> [ESTRATTO FORNITO]
■ ■ ■ ■
Quanto ha pesato la necessità di risparmiare e quanto invece l’aspetto della sostenibilità come mission?

Oggi potremmo dire entrambi allo stesso modo, anche se il secondo aspetto è cresciuto molto negli ultimi anni. Ma a volte serve uno stimolo per cambiare. Prendiamo l’esempio delle misurazioni: se io ho un riferimento sono spinto a migliorarlo. Questo è il leitmotiv dei nostri audit, che sono impostati al fine di trovare dei parametri precisi su cui lavorare per migliorarsi attraverso una serie di azioni coordinate. Negli anni delle prime diagnosi, le aziende miravano soprattutto a ottenere il bollino poiché era obbligatorio, e anche se personalmente non mi piacciono le cose obbligatorie va ammesso che questo ha fatto diffondere nelle aziende la volontà di accrescere le proprie prestazioni, portando a una consapevolezza anche sulla sostenibilità. Stesso discorso per le certificazioni.

A proposito di questa consapevolezza, l’Italia come è messa?

In ambito energetico l’Italia ha avuto sempre costi energetici più alti rispetto ad altri paesi e forse anche per questo oggi la vedo molto più avanti. Anche all’estero nel nostro lavoro non abbiamo trovato aziende più virtuose. 

Un altro aspetto con cui le imprese sono chiamate a misurarsi è la sostenibilità sociale, che non è solo la parità di genere.

È una battaglia che stiamo portando avanti da tempo. Investire sulle persone, ma anche sulla comunità e sul territorio porta risultati tangibili. Gli imprenditori non possono non rendersi conto del loro ruolo sociale. Noi chiediamo sempre di valutare quello che è il contributo che l’azienda dà al territorio e quello che il territorio dà all’azienda. È fondamentale che le persone trovino un valore all’interno dell’azienda e per questo bisogna intraprendere azioni di collaborazione con scuole, terzo settore e altre realtà. Bisogna saper diventare attrattivi, perché con il calo demografico saranno le persone a scegliere le aziende in cui lavorare. Ecco perché investire in settori che al momento non sembrano redditizi ma possono diventarlo.
■ ■ ■ ■
> [DATI MOSTRATI]
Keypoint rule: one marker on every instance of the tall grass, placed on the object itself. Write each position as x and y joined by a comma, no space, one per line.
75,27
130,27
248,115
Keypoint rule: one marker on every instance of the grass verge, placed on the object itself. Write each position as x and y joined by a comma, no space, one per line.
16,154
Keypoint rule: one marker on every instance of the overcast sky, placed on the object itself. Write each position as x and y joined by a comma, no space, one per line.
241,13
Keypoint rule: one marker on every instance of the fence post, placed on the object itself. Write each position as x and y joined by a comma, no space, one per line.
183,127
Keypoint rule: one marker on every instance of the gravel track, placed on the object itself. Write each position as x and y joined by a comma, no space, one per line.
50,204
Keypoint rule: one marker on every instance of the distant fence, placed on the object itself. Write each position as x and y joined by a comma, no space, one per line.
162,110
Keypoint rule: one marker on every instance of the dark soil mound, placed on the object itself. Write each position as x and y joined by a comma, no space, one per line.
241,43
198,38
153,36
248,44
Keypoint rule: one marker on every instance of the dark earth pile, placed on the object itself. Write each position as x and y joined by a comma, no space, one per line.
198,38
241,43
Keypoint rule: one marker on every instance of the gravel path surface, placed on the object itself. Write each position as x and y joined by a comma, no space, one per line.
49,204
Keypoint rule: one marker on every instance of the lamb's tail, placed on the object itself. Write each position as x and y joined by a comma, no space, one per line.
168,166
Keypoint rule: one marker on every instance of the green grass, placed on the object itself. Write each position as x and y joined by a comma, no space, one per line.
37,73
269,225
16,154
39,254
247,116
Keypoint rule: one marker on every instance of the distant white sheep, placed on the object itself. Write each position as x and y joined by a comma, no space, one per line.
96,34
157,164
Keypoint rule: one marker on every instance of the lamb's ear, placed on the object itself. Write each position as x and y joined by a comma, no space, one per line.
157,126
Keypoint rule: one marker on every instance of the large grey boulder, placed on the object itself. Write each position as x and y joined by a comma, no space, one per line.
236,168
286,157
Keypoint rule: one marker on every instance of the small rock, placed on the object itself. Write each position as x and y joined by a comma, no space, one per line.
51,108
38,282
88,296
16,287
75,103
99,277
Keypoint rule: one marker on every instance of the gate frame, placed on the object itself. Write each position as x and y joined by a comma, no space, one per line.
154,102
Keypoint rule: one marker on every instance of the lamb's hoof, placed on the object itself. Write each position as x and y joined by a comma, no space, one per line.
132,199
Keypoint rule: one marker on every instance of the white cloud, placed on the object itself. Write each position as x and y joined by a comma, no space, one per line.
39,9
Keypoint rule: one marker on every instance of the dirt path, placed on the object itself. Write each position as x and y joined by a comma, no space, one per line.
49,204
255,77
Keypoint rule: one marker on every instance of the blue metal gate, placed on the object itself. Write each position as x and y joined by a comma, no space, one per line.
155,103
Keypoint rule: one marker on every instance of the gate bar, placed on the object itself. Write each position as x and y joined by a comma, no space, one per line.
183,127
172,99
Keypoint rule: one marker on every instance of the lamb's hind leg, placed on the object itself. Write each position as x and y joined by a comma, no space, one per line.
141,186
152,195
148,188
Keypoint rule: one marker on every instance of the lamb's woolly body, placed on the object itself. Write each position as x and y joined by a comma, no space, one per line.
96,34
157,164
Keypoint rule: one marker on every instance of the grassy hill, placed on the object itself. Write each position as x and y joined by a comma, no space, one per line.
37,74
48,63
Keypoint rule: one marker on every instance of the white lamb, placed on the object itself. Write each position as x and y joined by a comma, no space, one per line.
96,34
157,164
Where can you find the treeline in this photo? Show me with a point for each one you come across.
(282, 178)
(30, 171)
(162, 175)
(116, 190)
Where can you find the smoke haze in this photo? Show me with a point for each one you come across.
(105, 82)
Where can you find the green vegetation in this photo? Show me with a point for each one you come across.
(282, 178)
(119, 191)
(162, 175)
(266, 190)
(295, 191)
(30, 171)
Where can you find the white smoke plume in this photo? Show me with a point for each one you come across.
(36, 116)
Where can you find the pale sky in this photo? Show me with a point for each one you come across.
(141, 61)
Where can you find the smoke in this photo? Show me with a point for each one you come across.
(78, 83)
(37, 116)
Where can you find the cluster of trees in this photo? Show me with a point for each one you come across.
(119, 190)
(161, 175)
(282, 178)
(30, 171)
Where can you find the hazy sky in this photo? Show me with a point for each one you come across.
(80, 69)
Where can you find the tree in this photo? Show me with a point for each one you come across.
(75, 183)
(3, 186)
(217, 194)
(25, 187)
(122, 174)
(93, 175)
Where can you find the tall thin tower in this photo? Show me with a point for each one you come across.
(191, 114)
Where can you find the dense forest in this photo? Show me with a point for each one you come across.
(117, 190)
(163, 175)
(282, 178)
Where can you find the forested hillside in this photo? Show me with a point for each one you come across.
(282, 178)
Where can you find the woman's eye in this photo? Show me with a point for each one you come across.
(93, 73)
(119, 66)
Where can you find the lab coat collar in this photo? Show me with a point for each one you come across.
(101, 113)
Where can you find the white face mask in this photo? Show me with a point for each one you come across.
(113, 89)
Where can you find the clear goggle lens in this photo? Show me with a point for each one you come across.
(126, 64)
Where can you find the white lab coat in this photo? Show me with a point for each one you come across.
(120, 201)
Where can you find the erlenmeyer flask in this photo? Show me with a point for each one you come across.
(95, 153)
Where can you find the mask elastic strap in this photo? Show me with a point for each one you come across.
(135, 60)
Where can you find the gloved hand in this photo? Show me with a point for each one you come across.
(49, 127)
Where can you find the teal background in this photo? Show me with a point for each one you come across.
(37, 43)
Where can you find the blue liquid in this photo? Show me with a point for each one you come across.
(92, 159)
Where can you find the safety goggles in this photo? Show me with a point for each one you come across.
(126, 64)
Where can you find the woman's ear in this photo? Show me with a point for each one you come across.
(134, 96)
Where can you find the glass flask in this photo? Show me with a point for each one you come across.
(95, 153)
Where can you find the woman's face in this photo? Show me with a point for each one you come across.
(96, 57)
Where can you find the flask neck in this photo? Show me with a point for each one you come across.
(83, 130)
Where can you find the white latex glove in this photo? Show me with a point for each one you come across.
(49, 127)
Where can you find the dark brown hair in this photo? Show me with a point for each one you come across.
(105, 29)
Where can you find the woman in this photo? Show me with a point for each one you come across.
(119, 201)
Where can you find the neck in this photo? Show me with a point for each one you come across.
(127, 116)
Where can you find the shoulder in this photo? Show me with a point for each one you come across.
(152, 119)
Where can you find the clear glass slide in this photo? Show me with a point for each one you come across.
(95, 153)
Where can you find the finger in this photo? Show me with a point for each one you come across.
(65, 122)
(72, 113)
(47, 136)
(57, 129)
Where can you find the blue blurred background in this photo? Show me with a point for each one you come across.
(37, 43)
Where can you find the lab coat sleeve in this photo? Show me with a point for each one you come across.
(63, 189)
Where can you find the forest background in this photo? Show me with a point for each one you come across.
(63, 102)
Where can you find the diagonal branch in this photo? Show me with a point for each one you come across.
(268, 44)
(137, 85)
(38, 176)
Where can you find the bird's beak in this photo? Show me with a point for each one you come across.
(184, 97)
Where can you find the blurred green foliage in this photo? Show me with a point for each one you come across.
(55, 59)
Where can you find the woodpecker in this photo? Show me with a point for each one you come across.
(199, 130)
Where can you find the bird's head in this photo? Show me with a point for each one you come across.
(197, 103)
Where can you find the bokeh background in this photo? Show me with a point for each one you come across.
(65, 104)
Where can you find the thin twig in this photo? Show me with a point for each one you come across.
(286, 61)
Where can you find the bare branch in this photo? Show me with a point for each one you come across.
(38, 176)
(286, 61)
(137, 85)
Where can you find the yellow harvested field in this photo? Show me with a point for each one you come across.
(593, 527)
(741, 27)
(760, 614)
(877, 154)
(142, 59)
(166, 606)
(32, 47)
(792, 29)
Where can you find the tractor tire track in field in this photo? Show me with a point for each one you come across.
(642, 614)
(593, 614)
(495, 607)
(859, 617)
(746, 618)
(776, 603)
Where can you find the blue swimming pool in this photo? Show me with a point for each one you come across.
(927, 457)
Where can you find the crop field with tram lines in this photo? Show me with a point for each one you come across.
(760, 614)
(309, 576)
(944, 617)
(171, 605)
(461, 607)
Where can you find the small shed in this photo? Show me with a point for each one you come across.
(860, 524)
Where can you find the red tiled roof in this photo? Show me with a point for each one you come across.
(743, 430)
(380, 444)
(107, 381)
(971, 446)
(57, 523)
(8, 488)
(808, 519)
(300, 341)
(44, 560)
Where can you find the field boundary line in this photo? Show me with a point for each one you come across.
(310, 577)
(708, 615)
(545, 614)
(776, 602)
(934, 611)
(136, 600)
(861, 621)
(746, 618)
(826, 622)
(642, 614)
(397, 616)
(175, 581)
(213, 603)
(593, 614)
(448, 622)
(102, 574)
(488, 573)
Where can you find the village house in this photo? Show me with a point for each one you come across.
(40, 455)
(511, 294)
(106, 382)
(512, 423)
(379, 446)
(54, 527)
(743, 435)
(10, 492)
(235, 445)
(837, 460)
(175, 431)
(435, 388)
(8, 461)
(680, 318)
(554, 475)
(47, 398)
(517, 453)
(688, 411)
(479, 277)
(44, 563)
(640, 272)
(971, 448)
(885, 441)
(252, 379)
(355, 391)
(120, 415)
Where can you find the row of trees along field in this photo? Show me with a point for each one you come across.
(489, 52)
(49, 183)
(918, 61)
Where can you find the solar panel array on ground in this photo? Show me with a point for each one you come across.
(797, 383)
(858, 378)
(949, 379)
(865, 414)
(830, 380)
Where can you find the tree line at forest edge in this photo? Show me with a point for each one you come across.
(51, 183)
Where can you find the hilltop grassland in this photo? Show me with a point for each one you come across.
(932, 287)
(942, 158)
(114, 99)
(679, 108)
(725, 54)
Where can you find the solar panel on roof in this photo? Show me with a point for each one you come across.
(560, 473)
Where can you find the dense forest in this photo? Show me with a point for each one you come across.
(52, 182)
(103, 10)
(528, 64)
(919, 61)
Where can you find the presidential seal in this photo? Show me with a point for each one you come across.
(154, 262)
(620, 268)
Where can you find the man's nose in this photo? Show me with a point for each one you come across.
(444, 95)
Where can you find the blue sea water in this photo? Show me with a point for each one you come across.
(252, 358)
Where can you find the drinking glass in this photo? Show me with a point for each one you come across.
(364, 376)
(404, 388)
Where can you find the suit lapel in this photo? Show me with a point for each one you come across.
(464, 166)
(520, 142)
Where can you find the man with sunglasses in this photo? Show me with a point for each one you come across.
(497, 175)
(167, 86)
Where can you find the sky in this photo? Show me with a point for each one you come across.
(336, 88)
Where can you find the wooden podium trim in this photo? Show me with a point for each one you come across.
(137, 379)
■ ■ ■ ■
> [AZIONI RICHIESTE]
(A) Secondo l'estratto, quali costi sono sempre stati più alti in Italia rispetto ad altri paesi?
(B) Riporta parola per parola il pezzo dell'estratto che parte da "A proposito di" e va avanti fino a "aziende più virtuose.".
(C) Nell'estratto, su che cosa si dice che investire porta risultati tangibili? Elencali tutti.

> [RISULTATI PER COMPITO]
(A) I costi energetici.

(B)
A proposito di questa consapevolezza, l’Italia come è messa?

In ambito energetico l’Italia ha avuto sempre costi energetici più alti rispetto ad altri paesi e forse anche per questo oggi la vedo molto più avanti. Anche all’estero nel nostro lavoro non abbiamo trovato aziende più virtuose.

(C) Le persone, la comunità e il territorio.